Dataset entries
_____

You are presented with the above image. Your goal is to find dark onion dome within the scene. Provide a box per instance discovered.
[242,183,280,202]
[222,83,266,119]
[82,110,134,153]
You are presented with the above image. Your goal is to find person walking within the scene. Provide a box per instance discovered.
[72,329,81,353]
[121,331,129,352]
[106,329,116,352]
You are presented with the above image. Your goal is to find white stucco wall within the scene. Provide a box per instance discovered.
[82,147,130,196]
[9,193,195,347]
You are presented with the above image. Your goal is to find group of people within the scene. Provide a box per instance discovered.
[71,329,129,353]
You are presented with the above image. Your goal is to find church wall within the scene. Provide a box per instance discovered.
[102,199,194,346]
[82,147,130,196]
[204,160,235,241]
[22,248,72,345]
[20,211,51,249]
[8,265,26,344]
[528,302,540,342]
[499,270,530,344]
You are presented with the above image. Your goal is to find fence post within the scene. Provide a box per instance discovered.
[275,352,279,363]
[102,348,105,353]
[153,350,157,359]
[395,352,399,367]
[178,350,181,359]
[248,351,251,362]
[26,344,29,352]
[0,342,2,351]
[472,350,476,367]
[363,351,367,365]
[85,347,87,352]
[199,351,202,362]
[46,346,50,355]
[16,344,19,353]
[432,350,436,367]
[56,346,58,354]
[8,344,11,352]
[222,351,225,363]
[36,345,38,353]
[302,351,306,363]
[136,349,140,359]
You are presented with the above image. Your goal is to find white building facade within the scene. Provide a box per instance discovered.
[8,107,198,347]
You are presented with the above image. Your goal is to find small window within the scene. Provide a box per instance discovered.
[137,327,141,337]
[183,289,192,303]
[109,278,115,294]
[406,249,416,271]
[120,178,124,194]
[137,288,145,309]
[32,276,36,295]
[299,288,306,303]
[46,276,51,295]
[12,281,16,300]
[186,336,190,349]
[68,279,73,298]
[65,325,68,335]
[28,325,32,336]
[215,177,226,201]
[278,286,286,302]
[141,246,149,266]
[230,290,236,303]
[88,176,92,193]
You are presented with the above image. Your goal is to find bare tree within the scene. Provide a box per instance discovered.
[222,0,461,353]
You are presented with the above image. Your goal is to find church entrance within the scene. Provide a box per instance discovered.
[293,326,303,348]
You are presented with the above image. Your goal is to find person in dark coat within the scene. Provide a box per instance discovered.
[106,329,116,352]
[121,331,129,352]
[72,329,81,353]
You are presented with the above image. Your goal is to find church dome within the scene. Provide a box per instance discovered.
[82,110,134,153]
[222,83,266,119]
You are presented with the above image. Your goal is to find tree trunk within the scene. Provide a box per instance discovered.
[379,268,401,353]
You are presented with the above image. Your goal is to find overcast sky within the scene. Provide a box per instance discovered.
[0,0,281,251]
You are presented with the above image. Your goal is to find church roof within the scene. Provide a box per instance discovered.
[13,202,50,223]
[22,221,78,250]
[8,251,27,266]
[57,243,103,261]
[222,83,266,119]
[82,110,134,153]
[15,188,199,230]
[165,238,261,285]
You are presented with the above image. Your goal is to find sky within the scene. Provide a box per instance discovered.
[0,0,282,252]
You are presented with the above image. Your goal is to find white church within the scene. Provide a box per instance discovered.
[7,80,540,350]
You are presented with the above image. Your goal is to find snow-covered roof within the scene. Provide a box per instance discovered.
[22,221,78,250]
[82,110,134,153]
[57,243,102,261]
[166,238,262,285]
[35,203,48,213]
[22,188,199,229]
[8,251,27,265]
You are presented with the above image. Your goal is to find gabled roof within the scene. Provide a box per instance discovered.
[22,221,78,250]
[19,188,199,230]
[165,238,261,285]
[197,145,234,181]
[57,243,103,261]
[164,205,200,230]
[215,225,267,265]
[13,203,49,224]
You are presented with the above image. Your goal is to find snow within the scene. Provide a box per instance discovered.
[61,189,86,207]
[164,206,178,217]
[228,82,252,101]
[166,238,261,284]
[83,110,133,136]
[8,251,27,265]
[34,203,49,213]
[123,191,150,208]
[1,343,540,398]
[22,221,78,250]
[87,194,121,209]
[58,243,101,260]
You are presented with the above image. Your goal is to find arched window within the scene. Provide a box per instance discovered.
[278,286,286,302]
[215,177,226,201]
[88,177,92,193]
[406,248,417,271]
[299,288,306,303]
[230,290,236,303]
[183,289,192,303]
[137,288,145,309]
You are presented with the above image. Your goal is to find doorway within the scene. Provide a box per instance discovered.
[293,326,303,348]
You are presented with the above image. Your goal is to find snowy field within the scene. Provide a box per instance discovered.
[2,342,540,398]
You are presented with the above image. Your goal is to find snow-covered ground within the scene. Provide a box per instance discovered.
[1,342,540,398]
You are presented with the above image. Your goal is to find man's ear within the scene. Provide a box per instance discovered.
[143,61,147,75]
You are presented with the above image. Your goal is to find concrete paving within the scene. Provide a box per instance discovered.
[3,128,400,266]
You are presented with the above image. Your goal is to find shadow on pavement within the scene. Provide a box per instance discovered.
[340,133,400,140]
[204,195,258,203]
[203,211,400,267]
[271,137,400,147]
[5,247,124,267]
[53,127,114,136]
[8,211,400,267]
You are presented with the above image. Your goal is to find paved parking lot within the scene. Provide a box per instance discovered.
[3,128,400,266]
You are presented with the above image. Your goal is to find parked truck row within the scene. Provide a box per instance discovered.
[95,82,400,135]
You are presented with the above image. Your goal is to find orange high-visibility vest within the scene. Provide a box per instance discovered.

_____

### Activity
Exactly as written, output all of the entries.

### Worked solution
You are presented with the above image. Your goal is to find dark onion dome within the scene. Provide a box per instance discovered.
[242,183,280,202]
[222,83,266,119]
[82,110,134,153]
You are presented with the above image. Your goal is to find person walking within the scene. Provide a box per instance discovered.
[72,329,81,353]
[121,331,129,352]
[106,329,116,352]
You are presented with the above image. Your goal is to find white stucco wall within the scene. Provide a box per instance discovered.
[82,147,130,196]
[9,193,195,347]
You are presented with the above image. Your goal is to find group of people within the scene. Provide a box per instance discovered.
[71,329,129,353]
You are presented with the above image. Your goal is to find church wall within the scene. Provide a box per instance discovered.
[102,199,194,346]
[82,147,130,196]
[204,160,235,241]
[22,248,72,345]
[20,211,51,249]
[8,265,26,344]
[528,302,540,342]
[499,270,530,344]
You are presented with the above image. Your goal is to find fence post within the scene. Provide a box per instance discovered.
[275,352,279,363]
[102,348,105,353]
[153,350,157,359]
[395,352,399,367]
[178,350,181,359]
[248,351,251,362]
[26,344,29,352]
[0,342,2,351]
[472,350,476,367]
[363,351,367,365]
[85,347,87,352]
[199,351,202,362]
[46,346,50,355]
[16,344,19,353]
[432,350,436,367]
[56,346,58,354]
[8,344,11,352]
[222,351,225,363]
[36,345,38,353]
[302,351,306,363]
[136,349,140,359]
You are presented with the above image. Your goal is to find white building facade within the scene. Provide a box per instance discovered.
[8,107,198,347]
You are presented with the above image. Your goal is to find small window within the scene. Provide a box per instance discovered.
[137,327,141,337]
[183,289,192,303]
[109,278,115,294]
[406,249,416,271]
[120,178,124,194]
[137,288,145,309]
[32,276,36,295]
[299,288,306,303]
[46,276,51,295]
[12,281,16,300]
[186,336,190,349]
[68,279,73,298]
[65,325,68,335]
[28,325,32,336]
[215,177,226,201]
[278,286,286,302]
[141,246,149,266]
[230,290,236,303]
[88,176,92,193]
You are presented with the above image. Your goal is to find bare tree within the scene. Provide a box per instance discovered.
[222,0,461,353]
You are presented with the above image. Your goal is to find church entrance within the scene. Provide a box per instance discovered.
[293,326,303,348]
You are presented with the above image. Your goal is to find person in dark coat within the scene. Provide a box per instance discovered.
[106,329,116,352]
[121,331,129,352]
[72,329,81,353]
You are presented with the above image. Your goal is to find church dome within the scene. Provide a box per instance discovered.
[82,110,134,153]
[222,83,266,119]
You are presented with the above image. Your goal is to find tree trunk within the scene. Provide a box per instance discovered.
[379,268,401,353]
You are presented with the above image. Your goal is to find overcast sky within the scene. Provide a box per instance discovered.
[0,0,281,251]
You are presented with the above image. Your goal is to find church roof within the scene. Provide a box per instance discovered.
[13,202,50,223]
[22,221,78,250]
[8,251,27,266]
[57,243,103,261]
[222,83,266,119]
[82,110,134,153]
[15,188,199,230]
[165,238,261,285]
You are presented with the above image. Your goal is to find sky within the scene. Provide a box per instance discovered.
[0,0,282,252]
You are presented with the above image. Your goal is to find white church within the scene. Provide a box per instance discovered.
[7,80,540,350]
You are presented with the above image. Your goal is to find snow-covered roof within the scene. Provide a box per instance discovered.
[22,221,78,250]
[82,110,134,153]
[57,243,102,261]
[166,238,262,285]
[35,203,48,213]
[22,188,199,229]
[8,251,27,265]
You are presented with the above image. Your goal is to find gabled roof within the scene. Provide a box per instance discovered.
[22,221,78,250]
[19,188,199,230]
[165,238,261,285]
[197,145,234,181]
[57,243,103,261]
[164,205,200,230]
[215,225,267,265]
[13,203,49,224]
You are presented with the above image. Your goal is to find snow within the scene. Provide a box per instance discovered.
[61,189,86,207]
[164,206,178,217]
[228,82,252,101]
[166,238,261,284]
[83,110,133,136]
[8,251,27,265]
[34,203,49,213]
[123,191,150,208]
[1,343,540,398]
[22,221,78,250]
[87,194,121,209]
[58,243,101,260]
You are presented with the above image. Your goal is to find arched window within the scene. Provide a box per instance discovered.
[278,286,286,302]
[215,177,226,201]
[88,177,92,193]
[406,248,417,271]
[299,288,306,303]
[230,290,236,303]
[183,289,192,303]
[137,288,145,309]
You are presented with the above image. Your goal is to find doorway within the scene. Provide a box per instance discovered.
[293,326,303,348]
You are presented with the above image. Your goal is to find snowy field within the scene. Provide a box per instance discovered.
[2,342,540,398]
You are presented with the above image. Your goal is to find snow-covered ground within the scene. Provide a box per instance discovered.
[1,342,540,398]
You are presented with the above image. Your goal is to find man's ear within the scene. Provide a box per instance discovered.
[143,61,147,75]
You are presented with the above image. Your goal is to find concrete paving within the scene. Provide a box per instance discovered.
[3,128,400,266]
You are presented with the above image. Your goal is to find shadow on pavement within the scene. Provide a box per instance discovered.
[340,133,400,140]
[204,195,258,203]
[203,211,400,267]
[271,137,400,147]
[5,247,124,267]
[53,127,114,136]
[8,211,400,267]
You are presented with the above image. Your goal is to find paved parking lot within the scene. Provide a box per instance discovered.
[3,128,400,266]
You are presented with the above image. Your goal is to find parked truck row within the scene. Provide a box per instance discovered.
[95,82,400,135]
You are presented with the above image. Your goal is to find orange high-visibility vest within the scene. Provide a box per instance discovered.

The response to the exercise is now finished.